> **PROBLEM TO WORK ON**: Only lines containing the word "floor" belong in the answer; copy each one from the records.

> **DATA FOR ANALYSIS**:
★ ★ ★ ★
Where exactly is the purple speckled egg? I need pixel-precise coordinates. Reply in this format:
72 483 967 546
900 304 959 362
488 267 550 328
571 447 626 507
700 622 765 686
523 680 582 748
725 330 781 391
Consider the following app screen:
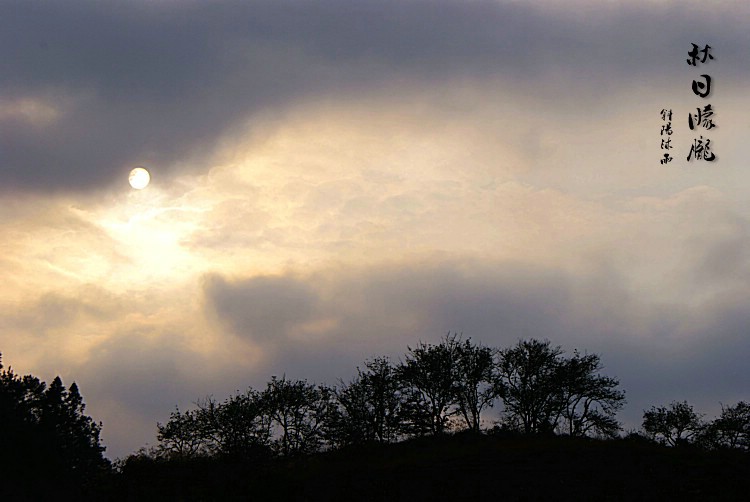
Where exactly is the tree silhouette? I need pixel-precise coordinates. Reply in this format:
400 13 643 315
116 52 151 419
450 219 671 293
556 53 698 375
496 339 564 434
398 334 462 435
643 400 705 446
495 340 624 437
0 353 108 497
701 401 750 450
147 337 627 470
328 357 404 446
556 351 625 438
42 378 107 472
453 337 498 433
196 390 274 458
157 407 209 458
263 376 333 455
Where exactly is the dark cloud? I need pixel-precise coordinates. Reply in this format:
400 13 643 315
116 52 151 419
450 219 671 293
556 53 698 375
204 273 317 342
2 0 747 193
75 328 211 457
83 330 186 416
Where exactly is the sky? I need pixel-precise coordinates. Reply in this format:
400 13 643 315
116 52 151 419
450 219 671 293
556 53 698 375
1 0 749 459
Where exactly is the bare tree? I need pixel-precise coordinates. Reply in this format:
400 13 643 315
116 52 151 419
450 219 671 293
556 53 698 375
556 351 625 438
156 407 208 458
329 357 403 446
454 337 499 433
263 376 333 455
642 400 704 446
398 334 462 435
496 339 564 434
195 390 274 458
496 340 624 437
701 401 750 450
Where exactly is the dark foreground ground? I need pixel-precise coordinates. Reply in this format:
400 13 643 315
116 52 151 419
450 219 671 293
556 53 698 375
28 433 750 501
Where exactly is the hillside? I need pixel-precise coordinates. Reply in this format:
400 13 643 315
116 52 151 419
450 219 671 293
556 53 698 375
105 433 749 501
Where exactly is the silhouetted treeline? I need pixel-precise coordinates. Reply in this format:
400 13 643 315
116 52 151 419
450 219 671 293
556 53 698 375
146 336 628 461
0 353 109 500
2 337 748 500
641 399 750 450
133 335 748 464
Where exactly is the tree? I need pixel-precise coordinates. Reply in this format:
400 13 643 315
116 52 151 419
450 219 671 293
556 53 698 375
398 334 462 435
263 376 333 455
0 354 46 438
43 379 107 472
702 401 750 450
556 351 625 438
496 339 565 434
195 390 274 459
329 357 404 446
642 401 705 446
453 337 499 433
0 353 108 496
495 340 625 437
156 407 209 458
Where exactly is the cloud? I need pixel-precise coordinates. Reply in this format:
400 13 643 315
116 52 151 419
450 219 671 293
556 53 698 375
6 221 750 459
0 278 264 459
204 273 318 342
2 0 749 460
2 0 748 193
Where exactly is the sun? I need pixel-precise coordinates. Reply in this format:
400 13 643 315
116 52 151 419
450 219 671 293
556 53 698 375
128 167 151 189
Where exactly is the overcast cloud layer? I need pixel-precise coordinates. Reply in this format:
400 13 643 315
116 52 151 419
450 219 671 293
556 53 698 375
1 0 749 459
3 0 750 192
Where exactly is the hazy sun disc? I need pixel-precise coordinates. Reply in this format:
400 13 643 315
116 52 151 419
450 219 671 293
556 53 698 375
128 167 151 189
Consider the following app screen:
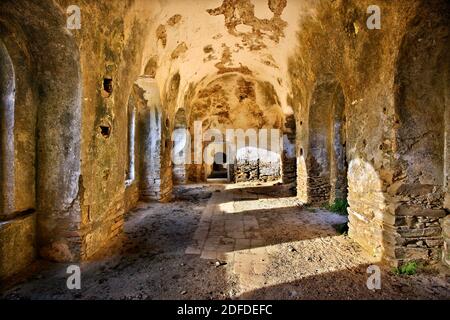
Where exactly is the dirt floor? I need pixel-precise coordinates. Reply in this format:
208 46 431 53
1 183 449 300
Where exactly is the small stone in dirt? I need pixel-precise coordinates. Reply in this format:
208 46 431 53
215 261 227 267
180 290 187 295
180 263 185 266
288 246 297 252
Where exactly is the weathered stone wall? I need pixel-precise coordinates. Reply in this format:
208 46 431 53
290 0 449 266
235 160 280 183
0 0 83 264
0 0 448 278
56 1 155 260
443 215 450 267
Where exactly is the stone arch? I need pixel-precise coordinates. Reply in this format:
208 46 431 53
393 4 450 265
185 73 285 183
306 80 347 205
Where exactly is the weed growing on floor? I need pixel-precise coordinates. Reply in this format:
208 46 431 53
327 199 349 216
393 261 419 275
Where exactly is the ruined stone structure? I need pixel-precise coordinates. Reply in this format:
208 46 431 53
0 0 449 283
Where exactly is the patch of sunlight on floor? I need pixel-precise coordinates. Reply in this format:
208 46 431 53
225 236 381 296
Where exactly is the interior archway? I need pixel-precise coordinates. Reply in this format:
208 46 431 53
0 40 15 217
307 80 348 206
172 108 188 185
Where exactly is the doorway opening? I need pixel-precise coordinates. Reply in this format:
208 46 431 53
208 152 228 179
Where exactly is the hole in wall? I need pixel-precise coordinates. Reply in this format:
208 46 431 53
102 77 113 97
100 125 111 138
300 148 304 156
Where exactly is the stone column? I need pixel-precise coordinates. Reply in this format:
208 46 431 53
137 78 166 201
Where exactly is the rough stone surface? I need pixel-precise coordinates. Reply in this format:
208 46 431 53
0 214 36 280
0 0 448 290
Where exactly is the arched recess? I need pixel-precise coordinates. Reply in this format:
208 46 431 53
172 108 188 184
0 0 82 263
393 3 449 265
209 152 227 179
126 94 137 184
281 114 297 188
0 40 15 217
306 80 347 205
133 77 173 202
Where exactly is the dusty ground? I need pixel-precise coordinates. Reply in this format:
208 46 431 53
1 183 449 300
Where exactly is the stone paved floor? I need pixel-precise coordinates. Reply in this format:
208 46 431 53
185 182 355 293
★ ★ ★ ★
> **RESPONSE**:
Where exactly is the dirt floor? I need pixel-precise coordinates. Reply in this format:
Where exactly is the weed growing on floor? I need pixel-precise coordinates. Reply in this format:
Where exactly is the patch of sunlight on floor? I need pixel-precise coordinates. Reply in this format:
Where exactly is the stone paved floor? I need pixel-precise coordinates. Reply in this format:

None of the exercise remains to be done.